● **DOCUMENT EXTRACT**:
%%
The Walter G. Kolb Story
Walter George Kolb Sr., Donna Kolb Boesl’s grandfather, was born September 29th, 1902. He was the son of George Henry F. Kolb, and Thirza K. Kolb.
|Walter G. Kolb|
Walter Kolb enjoyed his early days as a child growing up in Georgetown, Washington DC, prior to current modes of transportation or electricity. Horse drawn carriages were being phased out, and now trolley cars were the way to get around town. Electricity in homes was not yet commonplace, used mostly only in the White House, in other Government Buildings, and the elite. Generally homes were still lit by gas light.
But change was underway, and Walter wanted to be a part of one of the biggest conveniences of his time. Always exhibiting an outgoing personality and a curious mind, Walter started working at an early age. With only an 8th grade education, and an entrepreneurial spirit, Walter started his career installing fuse boxes into homes in the Georgetown area. Many of these homes were receiving electricity for the very first time. He performed his service calls by trolley car.
In 1925, at the age of 23, Walter founded his own electrical company, Kolb Electric. He started as a one man operation, installing electricity into many homes in the Washington DC area. It was during this time in which more and more products were being produced and used requiring electricity. Some of these include:
- 1921 – refrigerator
- 1924 – blender
- 1925 – electric mixer
- 1927 – coffee percolator
- 1927 – electric saw
- 1930 – heat lamp
- 1935 – electric fan
- 1937 – washing machine
- 1938 – garbage disposer
- 1939 – television set
- 1947 – room air conditioner
- 1951 – hand-held hair dryer
- 1956 – electric can opener
- 1959 – lighted telephone
As homeowners’ uses for these convenient appliances grew, there was a need for more access and outlets for electricity than what was originally planned within the home. Walter, who had been installing electrical products for years by this time, was not happy with the current outlet available for home installation, and decided to create a better one.
%%
● **RECORD SET**:
%%
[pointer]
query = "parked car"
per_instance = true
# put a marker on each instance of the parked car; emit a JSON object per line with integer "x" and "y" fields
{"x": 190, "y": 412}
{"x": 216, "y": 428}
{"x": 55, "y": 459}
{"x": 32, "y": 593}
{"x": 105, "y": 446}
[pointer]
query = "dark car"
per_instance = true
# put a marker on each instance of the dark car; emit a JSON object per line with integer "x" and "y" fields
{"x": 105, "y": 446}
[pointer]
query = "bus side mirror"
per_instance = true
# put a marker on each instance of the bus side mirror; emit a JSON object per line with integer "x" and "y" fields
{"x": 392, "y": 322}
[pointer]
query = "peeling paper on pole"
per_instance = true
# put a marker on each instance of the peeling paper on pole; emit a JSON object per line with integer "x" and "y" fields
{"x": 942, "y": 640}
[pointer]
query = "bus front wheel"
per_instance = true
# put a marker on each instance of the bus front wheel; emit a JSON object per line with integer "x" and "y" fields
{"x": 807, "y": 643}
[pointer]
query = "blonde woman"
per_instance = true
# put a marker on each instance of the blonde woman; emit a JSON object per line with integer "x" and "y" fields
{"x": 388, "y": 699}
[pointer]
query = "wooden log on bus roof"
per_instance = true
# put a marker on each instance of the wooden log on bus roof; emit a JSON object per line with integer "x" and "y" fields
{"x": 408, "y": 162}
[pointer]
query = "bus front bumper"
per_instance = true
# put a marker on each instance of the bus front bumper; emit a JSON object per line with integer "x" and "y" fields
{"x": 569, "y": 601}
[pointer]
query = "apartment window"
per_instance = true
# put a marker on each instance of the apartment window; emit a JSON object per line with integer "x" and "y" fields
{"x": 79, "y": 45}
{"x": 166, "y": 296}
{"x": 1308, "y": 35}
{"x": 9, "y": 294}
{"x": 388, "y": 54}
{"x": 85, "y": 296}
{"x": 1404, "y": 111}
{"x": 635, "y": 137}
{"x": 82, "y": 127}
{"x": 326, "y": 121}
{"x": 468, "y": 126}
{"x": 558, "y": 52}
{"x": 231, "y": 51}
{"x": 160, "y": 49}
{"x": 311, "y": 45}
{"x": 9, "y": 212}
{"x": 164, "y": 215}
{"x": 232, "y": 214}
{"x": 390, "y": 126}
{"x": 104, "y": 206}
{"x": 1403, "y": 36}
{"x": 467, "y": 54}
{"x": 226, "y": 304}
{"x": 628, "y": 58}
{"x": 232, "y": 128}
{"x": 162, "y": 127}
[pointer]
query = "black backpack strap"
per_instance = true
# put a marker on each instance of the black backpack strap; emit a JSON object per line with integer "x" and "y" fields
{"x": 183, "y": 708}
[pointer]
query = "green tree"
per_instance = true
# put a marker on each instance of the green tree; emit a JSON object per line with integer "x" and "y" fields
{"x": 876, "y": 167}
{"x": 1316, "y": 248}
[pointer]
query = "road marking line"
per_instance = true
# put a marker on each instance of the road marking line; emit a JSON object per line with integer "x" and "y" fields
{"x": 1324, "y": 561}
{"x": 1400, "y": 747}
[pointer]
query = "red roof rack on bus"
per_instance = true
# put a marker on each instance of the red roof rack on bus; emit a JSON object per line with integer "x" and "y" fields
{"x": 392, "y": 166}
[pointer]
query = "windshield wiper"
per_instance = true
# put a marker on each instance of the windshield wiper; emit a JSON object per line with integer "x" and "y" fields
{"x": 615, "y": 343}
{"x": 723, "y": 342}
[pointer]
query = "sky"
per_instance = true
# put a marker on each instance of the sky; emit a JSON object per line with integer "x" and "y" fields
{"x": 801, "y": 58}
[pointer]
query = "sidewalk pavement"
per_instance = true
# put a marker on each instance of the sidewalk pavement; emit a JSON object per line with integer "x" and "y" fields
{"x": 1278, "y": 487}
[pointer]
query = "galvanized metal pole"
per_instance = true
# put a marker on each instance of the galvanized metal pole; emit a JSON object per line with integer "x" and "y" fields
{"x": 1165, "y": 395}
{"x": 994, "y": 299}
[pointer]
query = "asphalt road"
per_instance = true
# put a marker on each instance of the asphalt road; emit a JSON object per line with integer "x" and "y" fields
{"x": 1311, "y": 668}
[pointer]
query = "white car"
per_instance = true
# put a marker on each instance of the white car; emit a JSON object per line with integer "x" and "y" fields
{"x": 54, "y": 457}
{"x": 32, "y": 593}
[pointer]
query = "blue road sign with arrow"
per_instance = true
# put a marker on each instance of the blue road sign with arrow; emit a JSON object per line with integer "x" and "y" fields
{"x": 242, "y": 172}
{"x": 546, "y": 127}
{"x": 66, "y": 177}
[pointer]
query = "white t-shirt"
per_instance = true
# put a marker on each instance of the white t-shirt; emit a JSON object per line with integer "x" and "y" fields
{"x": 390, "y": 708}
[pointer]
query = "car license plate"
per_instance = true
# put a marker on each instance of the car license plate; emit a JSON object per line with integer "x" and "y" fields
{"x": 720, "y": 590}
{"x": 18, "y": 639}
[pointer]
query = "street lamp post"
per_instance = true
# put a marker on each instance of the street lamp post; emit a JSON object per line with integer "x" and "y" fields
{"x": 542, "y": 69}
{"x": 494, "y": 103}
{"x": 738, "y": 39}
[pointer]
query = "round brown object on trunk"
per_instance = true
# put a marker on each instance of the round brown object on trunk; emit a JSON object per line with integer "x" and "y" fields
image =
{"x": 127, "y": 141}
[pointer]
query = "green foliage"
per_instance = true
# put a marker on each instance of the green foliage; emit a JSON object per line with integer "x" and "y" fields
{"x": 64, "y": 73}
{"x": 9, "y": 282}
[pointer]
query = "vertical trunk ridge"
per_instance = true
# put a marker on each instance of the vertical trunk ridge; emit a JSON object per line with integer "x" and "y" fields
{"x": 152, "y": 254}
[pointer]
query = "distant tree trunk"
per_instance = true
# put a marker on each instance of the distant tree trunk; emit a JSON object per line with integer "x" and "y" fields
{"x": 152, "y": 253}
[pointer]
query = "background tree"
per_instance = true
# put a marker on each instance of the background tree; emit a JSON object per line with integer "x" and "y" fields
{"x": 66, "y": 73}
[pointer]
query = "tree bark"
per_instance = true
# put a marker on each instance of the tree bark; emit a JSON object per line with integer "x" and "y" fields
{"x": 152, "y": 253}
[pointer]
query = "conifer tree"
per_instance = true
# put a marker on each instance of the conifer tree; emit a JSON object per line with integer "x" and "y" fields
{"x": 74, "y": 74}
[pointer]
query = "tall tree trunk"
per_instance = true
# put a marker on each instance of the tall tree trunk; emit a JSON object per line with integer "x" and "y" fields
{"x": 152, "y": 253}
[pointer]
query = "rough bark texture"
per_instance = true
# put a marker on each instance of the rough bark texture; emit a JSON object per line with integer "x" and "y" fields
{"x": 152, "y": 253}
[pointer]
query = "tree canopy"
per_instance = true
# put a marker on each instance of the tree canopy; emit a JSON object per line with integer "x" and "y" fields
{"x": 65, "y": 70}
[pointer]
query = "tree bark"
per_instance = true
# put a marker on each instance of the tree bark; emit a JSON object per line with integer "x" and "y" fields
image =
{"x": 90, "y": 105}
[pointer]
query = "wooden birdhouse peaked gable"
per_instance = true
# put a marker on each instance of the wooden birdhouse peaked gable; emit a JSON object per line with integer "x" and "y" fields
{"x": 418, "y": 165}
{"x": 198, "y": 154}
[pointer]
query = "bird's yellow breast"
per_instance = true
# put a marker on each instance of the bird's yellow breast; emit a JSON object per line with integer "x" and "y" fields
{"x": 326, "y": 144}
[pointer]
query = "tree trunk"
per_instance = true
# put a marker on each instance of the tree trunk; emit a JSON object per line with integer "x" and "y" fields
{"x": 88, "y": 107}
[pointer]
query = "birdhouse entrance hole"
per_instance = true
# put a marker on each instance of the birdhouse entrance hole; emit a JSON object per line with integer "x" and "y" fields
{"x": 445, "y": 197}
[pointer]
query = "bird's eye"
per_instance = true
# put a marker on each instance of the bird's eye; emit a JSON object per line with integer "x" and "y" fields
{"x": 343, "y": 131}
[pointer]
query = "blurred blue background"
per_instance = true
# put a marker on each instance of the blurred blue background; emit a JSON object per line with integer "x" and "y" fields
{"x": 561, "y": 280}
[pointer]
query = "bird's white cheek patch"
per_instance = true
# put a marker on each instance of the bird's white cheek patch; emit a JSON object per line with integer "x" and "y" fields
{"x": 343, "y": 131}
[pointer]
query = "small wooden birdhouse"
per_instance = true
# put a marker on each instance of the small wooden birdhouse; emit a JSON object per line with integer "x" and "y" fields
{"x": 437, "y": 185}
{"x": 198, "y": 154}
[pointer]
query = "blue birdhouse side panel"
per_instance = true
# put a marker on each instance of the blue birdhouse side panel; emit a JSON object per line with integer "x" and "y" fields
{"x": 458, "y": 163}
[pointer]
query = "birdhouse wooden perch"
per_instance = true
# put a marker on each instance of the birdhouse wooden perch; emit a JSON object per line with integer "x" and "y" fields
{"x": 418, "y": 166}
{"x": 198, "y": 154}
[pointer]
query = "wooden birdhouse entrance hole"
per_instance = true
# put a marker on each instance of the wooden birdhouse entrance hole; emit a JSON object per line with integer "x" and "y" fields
%%
● **EXERCISE BRIEF**:
In the Walter G. Kolb story, how did Walter get to his service calls when he was installing fuse boxes in Georgetown homes?

● **SOLUTION**:
He traveled by trolley car.